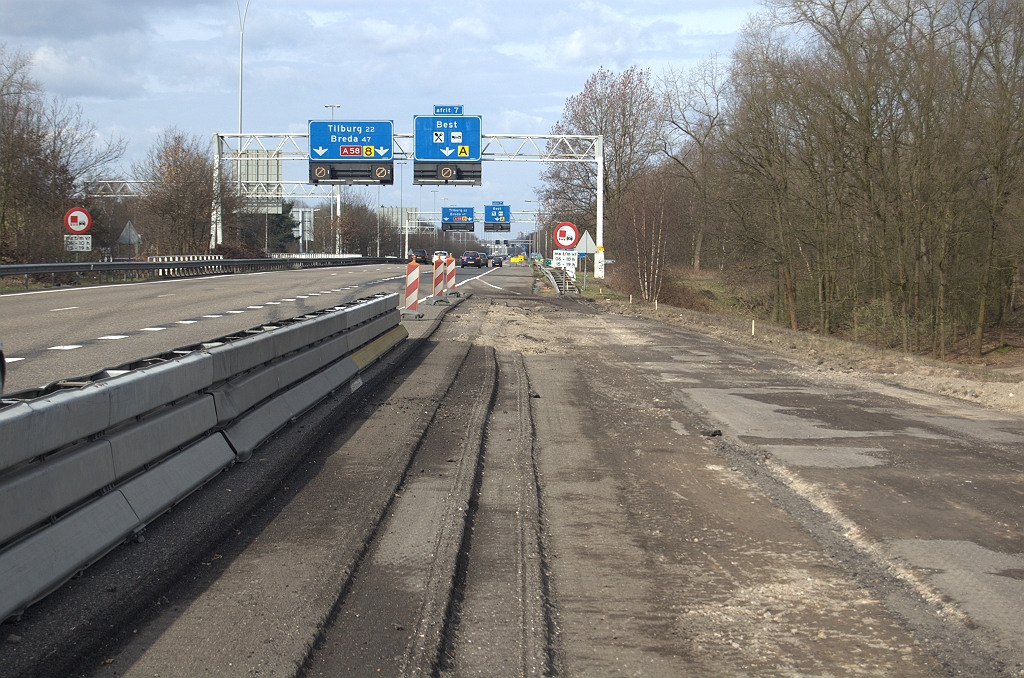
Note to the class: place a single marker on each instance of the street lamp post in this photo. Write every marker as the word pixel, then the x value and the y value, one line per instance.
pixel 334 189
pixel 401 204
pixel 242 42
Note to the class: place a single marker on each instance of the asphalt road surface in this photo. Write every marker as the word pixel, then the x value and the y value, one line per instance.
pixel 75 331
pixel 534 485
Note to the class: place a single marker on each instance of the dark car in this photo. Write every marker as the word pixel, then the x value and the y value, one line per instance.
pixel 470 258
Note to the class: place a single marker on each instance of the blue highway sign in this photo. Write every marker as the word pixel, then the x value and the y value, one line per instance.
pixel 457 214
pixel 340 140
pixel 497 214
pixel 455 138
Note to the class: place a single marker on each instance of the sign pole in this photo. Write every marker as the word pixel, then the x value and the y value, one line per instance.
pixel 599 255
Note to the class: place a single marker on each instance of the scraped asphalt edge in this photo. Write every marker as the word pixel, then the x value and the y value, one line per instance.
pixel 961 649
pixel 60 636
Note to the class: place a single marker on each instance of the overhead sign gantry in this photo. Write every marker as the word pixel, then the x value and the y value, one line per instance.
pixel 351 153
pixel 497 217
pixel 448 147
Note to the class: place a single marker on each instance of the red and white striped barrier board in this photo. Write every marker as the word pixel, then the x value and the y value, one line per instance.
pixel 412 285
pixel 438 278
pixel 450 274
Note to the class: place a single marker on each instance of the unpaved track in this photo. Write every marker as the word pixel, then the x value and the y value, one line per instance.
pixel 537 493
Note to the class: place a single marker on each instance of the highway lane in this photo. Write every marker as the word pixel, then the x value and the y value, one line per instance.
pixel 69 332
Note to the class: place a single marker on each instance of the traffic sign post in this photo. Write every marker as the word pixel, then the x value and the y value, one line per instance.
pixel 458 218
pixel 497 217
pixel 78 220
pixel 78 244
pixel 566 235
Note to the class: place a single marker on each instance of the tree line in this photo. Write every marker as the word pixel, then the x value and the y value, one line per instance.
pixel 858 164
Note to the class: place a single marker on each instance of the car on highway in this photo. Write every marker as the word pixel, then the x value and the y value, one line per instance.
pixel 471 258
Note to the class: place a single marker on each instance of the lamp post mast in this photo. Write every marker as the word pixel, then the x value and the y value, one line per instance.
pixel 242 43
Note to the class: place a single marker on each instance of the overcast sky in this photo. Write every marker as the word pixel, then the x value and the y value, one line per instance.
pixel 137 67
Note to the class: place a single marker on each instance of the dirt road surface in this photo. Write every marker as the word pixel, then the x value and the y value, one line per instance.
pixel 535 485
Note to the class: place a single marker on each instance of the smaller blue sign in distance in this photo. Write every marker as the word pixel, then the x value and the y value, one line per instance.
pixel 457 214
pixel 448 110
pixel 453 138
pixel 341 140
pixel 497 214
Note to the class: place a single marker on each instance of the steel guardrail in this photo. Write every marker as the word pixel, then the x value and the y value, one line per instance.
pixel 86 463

TASK INSTRUCTIONS
Rewrite all the rows above as a two-column CSV with the headers input and output. Put each row's text in input and its answer in output, each as one quoted field with line breaks turned into spaces, and leave out the pictures.

ANSWER TO THIS TASK
input,output
"Note to the class: place a single marker on each instance of the street lamp post in this photo. Write every marker as the word pixel, then the x value and the y value, one line per instance.","pixel 334 189 pixel 401 204 pixel 242 42"
"Note to the class: place a single marker on each instance of the asphalt road surface in this photo. Write every marker as the word pixel, then the x value and the y value, one line per instance.","pixel 75 331 pixel 534 485"
"Note to the class: place a single marker on each instance of the dark car in this photo. Write every marker as the word pixel, then the x value and the y value, one line per instance.","pixel 470 258"
"Note to the class: place a single marker on each instance of the blue highway sign in this photo. Write every marker as the word pixel, then the x value and the y value, one line per instance.","pixel 457 214 pixel 340 140 pixel 497 214 pixel 455 138"
"Note to the class: place a single marker on each instance of the sign pole in this photo. Write every marker as the word pixel, then the x value and the y value, one line per instance.","pixel 599 255"
"Note to the class: place a single marker on each instance of the scraped asphalt edge in this photo. Write every marker as the word pixel, then the x value and the y value, one line per instance.","pixel 961 649 pixel 60 636"
"Note to the class: place a single marker on each instance of the overhead sign gantry in this photo. Write every marker as the word pixel, then the x value and the y value, one line per instance.","pixel 351 153 pixel 497 217 pixel 448 147"
"Note to the class: place a single marker on each instance of the red and white striped barrier board in this photo. Write every marker as the word pixel, then the x value and the y value, one line per instance.","pixel 412 285 pixel 438 278 pixel 450 274"
"Note to the class: place a single marker on each instance of the unpaved track in this photo. Write every marker as the word pixel, then the x value and the y value, one line per instance.","pixel 537 493"
"Note to the class: place a single marker on each instance of the highway lane in this photo. Write every marker as the word pixel, then the x value and the y value, one line per instance.","pixel 69 332"
"Note to the class: place a single marker on each instance of the traffic sign post in this photo. Write every marker as the word pixel, then the x value and the y value, one line per instance.","pixel 458 218 pixel 497 217 pixel 78 220 pixel 78 244 pixel 566 235"
"Note to the class: place a single marker on each instance of the tree line in this photo. Write every marker as the word pixel, then the x value and the y value, one line per instance.","pixel 858 164"
"Note to the class: place a single marker on each instance of the car on highway in this photo. Write every marker as the word pixel, then the x value and the y value, one line per instance.","pixel 471 258"
"Note to the class: place a single marker on each instance of the lamp post mast in this photo. Write every marker as the word pixel, then the x value and the y value, one line per instance.","pixel 242 43"
"Note to the class: place a single marker on each instance of the overcast sky in this photo. Write every marker as the word pixel, then the x value and the y value, one line per instance.","pixel 137 67"
"Note to the class: place a single marker on each instance of the dirt road surface in this photo. Write every marker as the word pixel, then the x value and the y value, one line per instance.","pixel 535 485"
"Note to the class: place a single marker on each instance of the smaller blue sign in distance in this photo. Write every marker as the word pixel, then the x value and the y value, one line per instance.","pixel 457 214 pixel 448 110 pixel 453 138 pixel 341 140 pixel 497 214"
"Note to the class: place a single marker on each instance of the steel guardrail in this photo. Write every marker as the word pixel, then the x value and the y value, one line per instance.","pixel 86 463"